You can create builds for Nexus devices using Android Open Source Project (AOSP) builds and the relevant hardware-specific binaries. For available Android builds and targeted devices, see Source Code, Tags, and Builds.

You can also create builds for HiKey Android reference boards, which are designed to help non-Nexus component vendors develop and port drivers to Android releases. Using a reference board can ease upgrade efforts, reduce time-to-market for new Android devices, lower device costs by enabling ODM/OEMs to choose from a wider range of compatible components, and increase the speed of innovation among component suppliers.

Google supports HiKey960 and HiKey certified 96Boards as Android reference boards. AOSP provides kernel source and board support for HiKey so developers can easily create and debug new and existing peripheral drivers, do kernel development, and perform other tasks with fewer OEM encumbrances. To develop new ContextHub features that use new sensors or LEDs, you can also use a Neonkey SensorHub connected to a HiKey or HiKey960 development board.

HiKey960 boards

The HiKey960 board is available in a 3GB RAM configuration from LeMaker (via Amazon.com) and from Lenovator.

Additional resources:

• HiKey960 schematics
• HiKey960 user guide
• 96boards wiki

Use the following commands to download, build, and run Android on the HiKey960 board.

Compiling userspace

1. Download the Android source tree:

   repo init -u https://android.googlesource.com/platform/manifest -b master
   repo sync -j24
   

2. Download and extract binaries into the Android source tree:

   wget https://dl.google.com/dl/android/aosp/arm-hikey960-OPR-cf4e0c80.tgz
   tar xzf arm-hikey960-OPR-cf4e0c80.tgz
   ./extract-arm-hikey960.sh
   

3. Build:

   . ./build/envsetup.sh
   lunch hikey960-userdebug
   make -j32
   

Installing initial images

1. Select fastboot mode turning ON switch 1 and 3 (for details, refer to the HiKey960 user guide).
2. Power the board.
3. Flash initial images:

   cd device/linaro/hikey/installer/hikey960
   ./flash-all.sh
   

4. Turn OFF switch 3 and power cycle the board.

Flashing images

1. Enter fastboot mode by turning ON switch 1 and 3.
2. Flash images by running the following commands:

   fastboot flash boot out/target/product/hikey960/boot.img
   fastboot flash dts out/target/product/hikey960/dt.img
   fastboot flash system out/target/product/hikey960/system.img
   fastboot flash cache out/target/product/hikey960/cache.img
   fastboot flash userdata out/target/product/hikey960/userdata.img
   

3. Turn OFF switch 3 and power cycle the board.

## DATASET

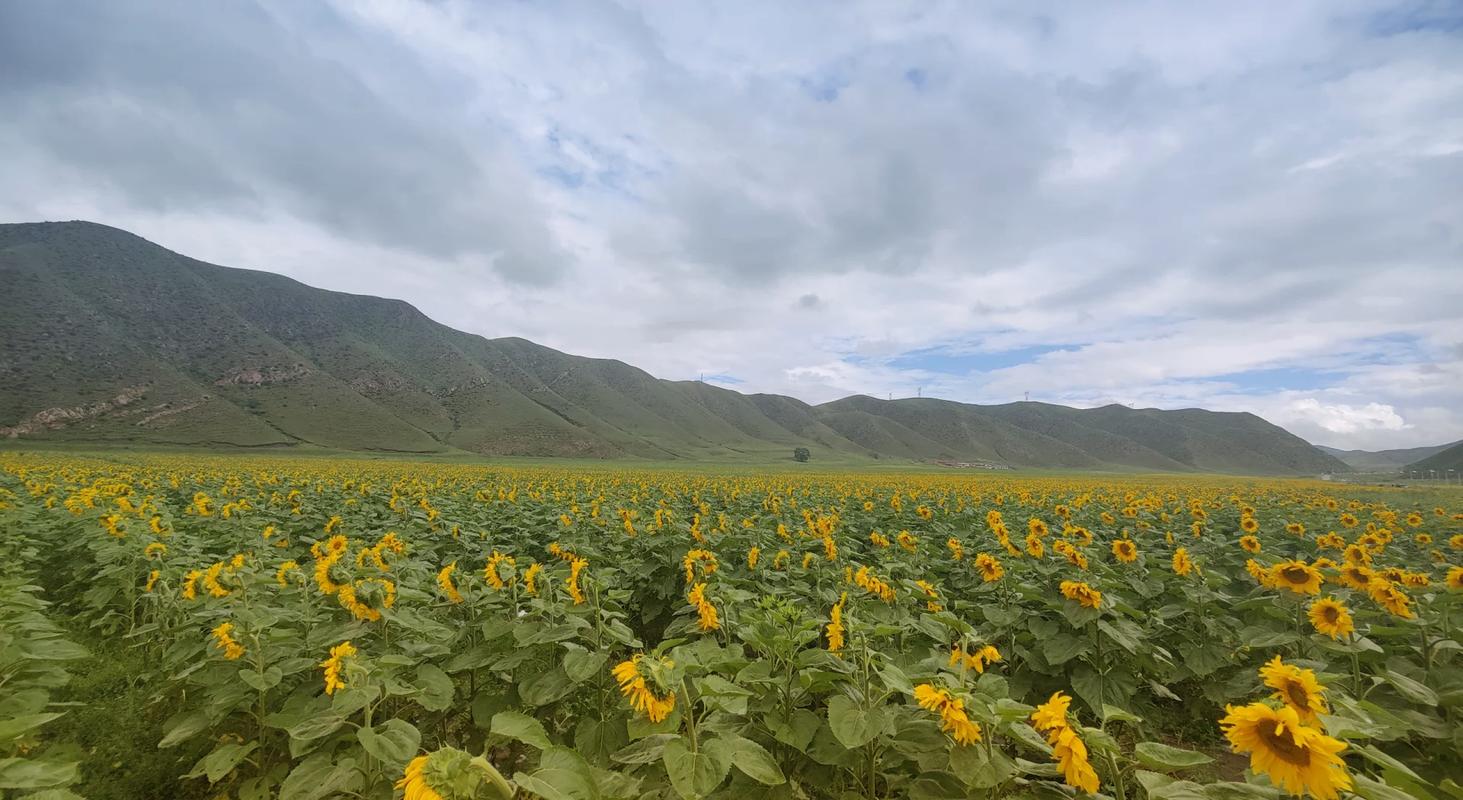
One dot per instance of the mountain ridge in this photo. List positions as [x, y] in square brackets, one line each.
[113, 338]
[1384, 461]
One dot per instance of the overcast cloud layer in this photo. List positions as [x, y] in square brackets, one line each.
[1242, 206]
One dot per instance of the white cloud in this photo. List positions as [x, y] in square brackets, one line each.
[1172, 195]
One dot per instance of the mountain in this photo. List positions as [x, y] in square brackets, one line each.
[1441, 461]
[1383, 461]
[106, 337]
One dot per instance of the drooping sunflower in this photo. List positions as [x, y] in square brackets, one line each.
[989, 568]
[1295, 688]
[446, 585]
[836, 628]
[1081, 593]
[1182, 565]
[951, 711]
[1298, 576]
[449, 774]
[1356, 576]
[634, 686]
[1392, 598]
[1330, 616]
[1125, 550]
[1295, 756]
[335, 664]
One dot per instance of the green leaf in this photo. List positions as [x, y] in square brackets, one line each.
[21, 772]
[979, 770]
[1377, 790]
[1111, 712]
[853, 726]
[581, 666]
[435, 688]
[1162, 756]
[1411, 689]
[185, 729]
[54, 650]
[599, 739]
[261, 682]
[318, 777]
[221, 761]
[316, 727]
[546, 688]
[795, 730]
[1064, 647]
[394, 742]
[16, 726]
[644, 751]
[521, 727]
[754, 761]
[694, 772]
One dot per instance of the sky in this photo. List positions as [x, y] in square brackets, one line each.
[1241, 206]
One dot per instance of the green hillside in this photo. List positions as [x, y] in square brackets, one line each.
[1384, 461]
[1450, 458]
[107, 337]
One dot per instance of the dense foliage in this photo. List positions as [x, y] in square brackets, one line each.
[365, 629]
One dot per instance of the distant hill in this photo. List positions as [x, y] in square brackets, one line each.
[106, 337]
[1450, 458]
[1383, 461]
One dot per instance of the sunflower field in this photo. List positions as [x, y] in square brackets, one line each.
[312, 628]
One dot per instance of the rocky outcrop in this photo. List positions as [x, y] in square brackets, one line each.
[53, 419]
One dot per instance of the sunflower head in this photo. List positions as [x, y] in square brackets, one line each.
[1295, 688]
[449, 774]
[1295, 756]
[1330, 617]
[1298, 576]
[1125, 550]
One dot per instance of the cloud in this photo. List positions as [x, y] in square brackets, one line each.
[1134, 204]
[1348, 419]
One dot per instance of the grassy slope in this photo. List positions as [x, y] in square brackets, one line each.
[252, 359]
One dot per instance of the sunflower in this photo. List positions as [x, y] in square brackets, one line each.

## GOALS
- 1) In the HiKey build guide above, in what RAM configuration is the HiKey960 board available?
- 2) Extract from the HiKey build guide above the part that opens with the words containing "2. Power the" and closes with "4. Turn OFF switch 3 and power cycle the board.".
- 3) Extend the HiKey build guide above, continuing after its final sentence.

## EXPECTED RESPONSES
- 1) A 3GB RAM configuration.

- 2)
2. Power the board.
3. Flash initial images:

   cd device/linaro/hikey/installer/hikey960
   ./flash-all.sh
   

4. Turn OFF switch 3 and power cycle the board.

- 3)
Building the kernel

1. Run the following commands:

   git clone https://android.googlesource.com/kernel/hikey-linaro
   cd hikey-linaro
   git checkout -b android-hikey-linaro-4.9 origin/android-hikey-linaro-4.9
   make ARCH=arm64 hikey960_defconfig
   make ARCH=arm64 CROSS_COMPILE=aarch64-linux-android- -j24
   

2. Update the kernel in the boot image.
   • Copy hi3660-hikey960.dtb (arch/arm64/boot/dts/hisilicon/hi3660-hikey960.dtb) to the hikey-kernel directory as file: hi3660-hikey960.dtb-4.9
   • Copy the Image file (arch/arm64/boot/Image.gz) to the hikey-kernel directory as file: Image.gz-hikey960-4.9
3. Make the boot image:

   make bootimage -j24
   

Setting serial number

To set random serial number, run:

fastboot getvar nve:SN@16_DIGIT_NUMBER

Bootloader exports the generated serial number to kernel via androidboot.serialno=.

Setting monitor resolution

Edit the device/linaro/hikey/hikey960/BoardConfig.mk parameter BOARD_KERNEL_CMDLINE and configure the video setting. Example setting for a 24" monitor is video=HDMI-A-1:1280x800@60.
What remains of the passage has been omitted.